### Problem to solve
Return each entry exactly, omitting nothing.

### Extracted entries
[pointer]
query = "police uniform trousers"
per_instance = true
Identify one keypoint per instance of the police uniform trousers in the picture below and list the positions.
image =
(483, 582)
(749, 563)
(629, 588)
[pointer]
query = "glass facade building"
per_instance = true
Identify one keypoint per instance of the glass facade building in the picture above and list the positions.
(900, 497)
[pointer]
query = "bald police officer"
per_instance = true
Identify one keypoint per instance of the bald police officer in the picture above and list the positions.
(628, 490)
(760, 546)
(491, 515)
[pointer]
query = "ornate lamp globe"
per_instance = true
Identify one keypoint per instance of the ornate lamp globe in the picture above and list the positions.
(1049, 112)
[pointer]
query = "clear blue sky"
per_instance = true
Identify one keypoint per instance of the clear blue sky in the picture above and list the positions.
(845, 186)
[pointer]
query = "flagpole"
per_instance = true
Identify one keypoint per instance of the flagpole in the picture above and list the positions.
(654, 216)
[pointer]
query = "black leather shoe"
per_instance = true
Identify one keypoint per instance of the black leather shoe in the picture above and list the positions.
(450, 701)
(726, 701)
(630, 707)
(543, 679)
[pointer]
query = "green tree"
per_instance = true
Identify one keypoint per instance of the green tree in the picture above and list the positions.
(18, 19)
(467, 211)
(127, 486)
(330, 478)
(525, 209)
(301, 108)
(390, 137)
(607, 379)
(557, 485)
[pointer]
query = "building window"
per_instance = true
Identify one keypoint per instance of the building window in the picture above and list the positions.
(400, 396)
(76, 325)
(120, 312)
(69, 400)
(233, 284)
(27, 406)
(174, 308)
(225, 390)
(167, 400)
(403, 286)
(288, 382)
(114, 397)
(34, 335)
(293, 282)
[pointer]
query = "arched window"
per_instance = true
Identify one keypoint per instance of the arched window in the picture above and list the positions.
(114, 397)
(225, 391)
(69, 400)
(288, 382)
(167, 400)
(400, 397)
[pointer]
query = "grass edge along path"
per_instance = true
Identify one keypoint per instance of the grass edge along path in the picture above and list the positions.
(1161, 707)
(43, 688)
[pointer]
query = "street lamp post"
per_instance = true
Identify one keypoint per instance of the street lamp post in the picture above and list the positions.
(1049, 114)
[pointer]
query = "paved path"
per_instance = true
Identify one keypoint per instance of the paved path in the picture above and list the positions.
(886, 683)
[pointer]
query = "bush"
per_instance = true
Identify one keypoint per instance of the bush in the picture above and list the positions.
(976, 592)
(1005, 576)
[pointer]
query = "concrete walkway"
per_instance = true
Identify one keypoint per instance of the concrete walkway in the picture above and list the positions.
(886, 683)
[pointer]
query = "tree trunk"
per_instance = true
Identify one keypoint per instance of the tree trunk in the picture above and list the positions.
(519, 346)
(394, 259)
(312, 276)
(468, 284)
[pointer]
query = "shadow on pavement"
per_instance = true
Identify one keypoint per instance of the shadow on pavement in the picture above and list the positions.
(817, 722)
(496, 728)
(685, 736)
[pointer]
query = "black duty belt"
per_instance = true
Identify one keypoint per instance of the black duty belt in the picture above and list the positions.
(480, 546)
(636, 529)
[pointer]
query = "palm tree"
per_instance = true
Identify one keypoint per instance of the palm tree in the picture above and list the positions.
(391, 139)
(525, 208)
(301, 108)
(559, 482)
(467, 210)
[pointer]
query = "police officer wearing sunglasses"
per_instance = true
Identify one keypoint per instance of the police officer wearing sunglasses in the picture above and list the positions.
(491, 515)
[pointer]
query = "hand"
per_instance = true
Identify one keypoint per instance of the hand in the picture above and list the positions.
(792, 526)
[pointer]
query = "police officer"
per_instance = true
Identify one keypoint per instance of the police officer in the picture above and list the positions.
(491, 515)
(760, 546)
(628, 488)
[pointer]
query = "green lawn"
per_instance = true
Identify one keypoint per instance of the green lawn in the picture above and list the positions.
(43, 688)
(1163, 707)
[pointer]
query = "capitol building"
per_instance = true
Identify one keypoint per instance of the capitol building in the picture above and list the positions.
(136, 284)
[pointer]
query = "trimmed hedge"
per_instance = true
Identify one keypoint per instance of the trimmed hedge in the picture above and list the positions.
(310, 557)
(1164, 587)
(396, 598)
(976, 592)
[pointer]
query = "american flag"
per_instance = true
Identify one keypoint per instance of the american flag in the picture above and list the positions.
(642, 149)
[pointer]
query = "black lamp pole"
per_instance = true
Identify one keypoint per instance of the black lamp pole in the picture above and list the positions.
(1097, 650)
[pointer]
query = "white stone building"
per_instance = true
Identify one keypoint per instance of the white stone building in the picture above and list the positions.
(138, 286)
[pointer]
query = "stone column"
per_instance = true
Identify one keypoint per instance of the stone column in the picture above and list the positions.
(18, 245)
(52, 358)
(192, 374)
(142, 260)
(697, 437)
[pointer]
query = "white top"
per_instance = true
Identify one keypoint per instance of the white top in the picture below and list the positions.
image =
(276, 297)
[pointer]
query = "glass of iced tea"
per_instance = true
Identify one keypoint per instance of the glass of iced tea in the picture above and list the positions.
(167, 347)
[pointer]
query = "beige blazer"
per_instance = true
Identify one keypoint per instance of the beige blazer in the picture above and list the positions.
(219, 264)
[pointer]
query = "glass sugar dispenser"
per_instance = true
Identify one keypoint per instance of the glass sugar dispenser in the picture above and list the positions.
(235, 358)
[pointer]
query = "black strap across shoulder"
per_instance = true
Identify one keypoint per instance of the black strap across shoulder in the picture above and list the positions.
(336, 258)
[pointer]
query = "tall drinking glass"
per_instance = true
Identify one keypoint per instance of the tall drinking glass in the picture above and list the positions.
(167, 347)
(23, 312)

### Expected answer
[pointer]
query = "police uniform trousers"
per_instance = true
Identify one keypoint per instance of the police uniform trousers in the picture below and list the positions.
image =
(483, 582)
(749, 563)
(629, 588)
[pointer]
query = "glass facade building"
per_instance = true
Identify one keypoint per instance of the glass facade building in the picture above and list the positions.
(900, 497)
[pointer]
query = "bald police officer"
per_instance = true
Identify one keypoint per instance of the bald police officer in the picture above and list the positions.
(628, 490)
(760, 546)
(491, 515)
[pointer]
query = "ornate lamp globe"
per_instance = true
Identify one keypoint per instance of the ornate lamp globe in the picture above and list the positions.
(1049, 112)
[pointer]
query = "clear blue sky"
per_instance = true
Identify one keypoint per instance of the clear blue sky in the picture above and list the positions.
(845, 186)
[pointer]
query = "flagpole"
per_instance = true
Identify one keypoint per instance of the flagpole in the picture above and list the positions.
(654, 216)
[pointer]
query = "black leather shoe"
per_instance = true
Identify one keypoint per instance of the black leather shoe in the picture above and list the positions.
(450, 701)
(726, 701)
(630, 707)
(543, 679)
[pointer]
query = "green tree"
per_instance = true
Identify one keypoint per instance of the green tree in the picture above and list the positions.
(18, 19)
(467, 211)
(127, 486)
(330, 478)
(525, 209)
(301, 108)
(390, 137)
(607, 379)
(557, 485)
[pointer]
query = "building window"
per_instance = true
Identify one keypoint per instance of the building window in the picture above and list the positions.
(400, 396)
(76, 325)
(120, 312)
(69, 400)
(233, 284)
(27, 406)
(174, 308)
(225, 390)
(167, 400)
(403, 286)
(288, 382)
(114, 397)
(34, 335)
(293, 282)
[pointer]
query = "arched window"
per_instance = true
Identify one keypoint per instance of the arched window in the picture above and list the positions.
(114, 397)
(225, 391)
(69, 400)
(288, 382)
(167, 400)
(400, 397)
[pointer]
query = "grass edge along path"
per_instance = true
Identify one keypoint per instance of the grass edge along path in the picture above and list the positions.
(1161, 707)
(43, 688)
[pointer]
query = "street lamp post"
per_instance = true
Identify one keypoint per instance of the street lamp post in the picture above and list the positions.
(1049, 114)
[pointer]
query = "paved path"
per_instance = true
Identify one keypoint per instance of the paved path in the picture above and list the positions.
(886, 683)
[pointer]
query = "bush"
per_instance = true
Identify one keypoint per instance of the bush in the picture above and list the positions.
(976, 592)
(1005, 576)
[pointer]
query = "concrete walkway"
per_instance = true
Identify one keypoint per instance of the concrete walkway in the picture above and list the positions.
(886, 683)
[pointer]
query = "tree trunk"
per_instance = true
Identify one keypoint per instance of the tree trunk in the picture above and list the positions.
(519, 346)
(394, 259)
(312, 276)
(468, 284)
[pointer]
query = "shadow on pavement"
per_instance = true
Identify one keypoint per instance of the shadow on pavement in the picture above and list the positions.
(817, 722)
(496, 728)
(685, 736)
[pointer]
query = "black duty belt"
per_instance = true
Identify one keypoint per instance of the black duty belt in the picture above and list the positions.
(480, 546)
(636, 529)
[pointer]
query = "palm tree"
per_instance = true
Identify one keypoint per instance of the palm tree in the picture above and list the positions.
(391, 139)
(525, 208)
(301, 108)
(559, 482)
(467, 210)
[pointer]
query = "police officer wearing sunglasses"
per_instance = true
Identify one keypoint per instance of the police officer wearing sunglasses in the picture above and list the positions.
(491, 515)
[pointer]
query = "hand"
per_instance = true
Identify one keypoint per instance of the hand in the picture above and list the positions.
(792, 526)
[pointer]
query = "police officer"
per_instance = true
Identify one keypoint per instance of the police officer in the picture above and list the positions.
(491, 515)
(760, 546)
(628, 488)
[pointer]
query = "green lawn"
per_instance = true
Identify one keypoint per instance of the green lawn in the picture above and list the positions.
(43, 688)
(1163, 707)
[pointer]
query = "capitol building"
per_instance = true
Identify one keypoint per instance of the capitol building in the picture above and list the positions.
(136, 284)
[pointer]
query = "trimmed hedge"
per_instance = true
Identify one keypoint per instance of the trimmed hedge in the picture above and list the positions.
(310, 557)
(1164, 587)
(396, 598)
(976, 592)
[pointer]
query = "american flag"
per_instance = true
Identify one keypoint per instance of the american flag in the picture above and list the positions.
(642, 149)
[pointer]
query = "black lamp pole"
per_instance = true
Identify one keypoint per instance of the black lamp pole in the picture above and list the positions.
(1097, 650)
[pointer]
query = "white stone building"
per_instance = true
Identify one keypoint per instance of the white stone building in the picture above and list the positions.
(138, 286)
[pointer]
query = "stone column"
per_instance = true
Identify one keypoint per instance of the stone column in the picture above and list the positions.
(18, 245)
(52, 358)
(192, 374)
(142, 260)
(697, 437)
[pointer]
query = "white top"
per_instance = true
Identify one keypoint per instance of the white top in the picture below and list the positions.
image =
(276, 297)
[pointer]
query = "glass of iced tea"
per_instance = true
Identify one keypoint per instance of the glass of iced tea in the picture above and list the positions.
(167, 347)
[pointer]
query = "beige blazer"
per_instance = true
Identify one keypoint per instance of the beige blazer in the picture above and list the positions.
(219, 264)
[pointer]
query = "glass sugar dispenser"
per_instance = true
Identify one keypoint per instance of the glass sugar dispenser in the picture above and list the positions.
(235, 358)
[pointer]
query = "black strap across shoulder"
per_instance = true
Identify one keypoint per instance of the black strap across shoulder in the picture above and list the positions.
(336, 258)
[pointer]
query = "tall drinking glass"
per_instance = true
Identify one keypoint per instance of the tall drinking glass in the picture above and list the positions.
(167, 347)
(23, 312)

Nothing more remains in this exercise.